EXERCISE DETAILS -
Copy, without any change, the lines from the one that holds "of the wooden" through the final line of the material below.

MATERIAL SHOWN -
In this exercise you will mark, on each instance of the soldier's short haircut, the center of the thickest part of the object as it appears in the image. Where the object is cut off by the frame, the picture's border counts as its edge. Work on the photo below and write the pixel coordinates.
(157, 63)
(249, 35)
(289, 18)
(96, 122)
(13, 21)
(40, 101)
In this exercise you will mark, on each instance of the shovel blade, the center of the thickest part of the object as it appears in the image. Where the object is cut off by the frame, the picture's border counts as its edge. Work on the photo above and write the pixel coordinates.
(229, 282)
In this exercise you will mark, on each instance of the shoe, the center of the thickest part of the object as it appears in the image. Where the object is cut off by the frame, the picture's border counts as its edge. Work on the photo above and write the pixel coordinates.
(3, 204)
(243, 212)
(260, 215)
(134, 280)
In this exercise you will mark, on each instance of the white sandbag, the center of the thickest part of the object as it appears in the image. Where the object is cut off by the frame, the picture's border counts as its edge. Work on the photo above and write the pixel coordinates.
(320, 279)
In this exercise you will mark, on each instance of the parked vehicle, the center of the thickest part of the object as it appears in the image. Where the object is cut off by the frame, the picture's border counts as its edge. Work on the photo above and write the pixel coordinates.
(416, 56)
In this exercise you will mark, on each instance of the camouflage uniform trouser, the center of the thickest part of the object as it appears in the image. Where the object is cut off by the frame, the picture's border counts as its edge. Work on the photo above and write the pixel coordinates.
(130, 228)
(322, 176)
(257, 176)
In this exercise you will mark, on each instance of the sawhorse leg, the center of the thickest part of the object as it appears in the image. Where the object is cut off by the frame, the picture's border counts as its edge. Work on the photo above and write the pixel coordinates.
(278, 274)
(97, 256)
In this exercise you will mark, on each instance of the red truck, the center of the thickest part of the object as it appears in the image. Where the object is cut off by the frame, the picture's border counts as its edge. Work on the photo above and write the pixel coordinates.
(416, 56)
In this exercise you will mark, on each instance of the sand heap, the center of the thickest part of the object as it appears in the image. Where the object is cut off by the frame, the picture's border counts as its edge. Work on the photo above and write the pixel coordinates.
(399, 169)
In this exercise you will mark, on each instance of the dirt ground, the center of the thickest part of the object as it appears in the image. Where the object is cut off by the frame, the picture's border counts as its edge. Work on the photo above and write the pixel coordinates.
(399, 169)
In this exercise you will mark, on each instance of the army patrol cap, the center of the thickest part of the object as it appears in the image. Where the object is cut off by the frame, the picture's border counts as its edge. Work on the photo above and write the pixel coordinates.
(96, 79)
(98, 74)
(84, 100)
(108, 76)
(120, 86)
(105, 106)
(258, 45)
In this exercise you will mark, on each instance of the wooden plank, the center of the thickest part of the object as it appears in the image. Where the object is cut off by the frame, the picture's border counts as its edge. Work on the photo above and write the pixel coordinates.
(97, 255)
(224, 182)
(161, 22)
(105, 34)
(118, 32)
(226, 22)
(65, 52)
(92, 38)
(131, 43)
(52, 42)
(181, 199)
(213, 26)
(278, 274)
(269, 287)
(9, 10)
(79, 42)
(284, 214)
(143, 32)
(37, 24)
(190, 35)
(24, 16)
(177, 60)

RESULT OF THIS TASK -
In this exercise you will mark, on each instance of the wooden plank, the center of the thickest part of the object as it appears in the image. Where the object is cut off by the frame, the picture's border counts as its edge. Work on the photo above and write the pixel coordinates.
(97, 255)
(224, 182)
(161, 22)
(105, 34)
(118, 32)
(226, 22)
(65, 52)
(92, 38)
(131, 43)
(52, 42)
(181, 199)
(213, 26)
(278, 274)
(269, 287)
(9, 10)
(79, 42)
(284, 214)
(143, 32)
(37, 24)
(190, 35)
(24, 16)
(177, 60)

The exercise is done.